In this Notebook, we will be exploring how to create a `csv_writer()` function.

The function should accomplish a single task: When given a list of game data and a filename, it should create a `.csv` file of the provided name containing easily-parsable game data.

We have 2 possible approaches to this:
* A generic function that will work regardless of the game data provided
* Unique functions for each game

Both approaches are valid, but come with their own benefits and drawbacks.

Creating a generic function would allow us to write the least amount of code. It would also encourage a standarized format for data files, as each game would be written in by the same function in the same format (In reality, this can be either a benefit or a drawback).

Creating unique functions for each game would require more up-front coding, but coule reduce ambiguity and problems down the road related to "overly-abstract" code. Additionally, it would give us the flexability needed to deviate from a standard `.csv` format if needed.

▶ [What the task asks]
Rewrite the stretch of the csv_writer notebook text from "We have 2 possible" through "format if needed.", with "universal" in place of "generic".

▶ [Data block]
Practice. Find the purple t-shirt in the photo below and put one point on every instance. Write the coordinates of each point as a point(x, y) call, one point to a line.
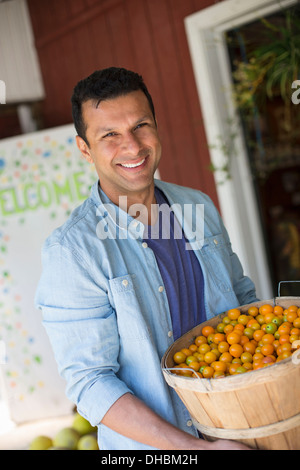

▶ [Result below]
We have 2 possible approaches to this:
* A universal function that will work regardless of the game data provided
* Unique functions for each game

Both approaches are valid, but come with their own benefits and drawbacks.

Creating a universal function would allow us to write the least amount of code. It would also encourage a standarized format for data files, as each game would be written in by the same function in the same format (In reality, this can be either a benefit or a drawback).

Creating unique functions for each game would require more up-front coding, but coule reduce ambiguity and problems down the road related to "overly-abstract" code. Additionally, it would give us the flexability needed to deviate from a standard `.csv` format if needed.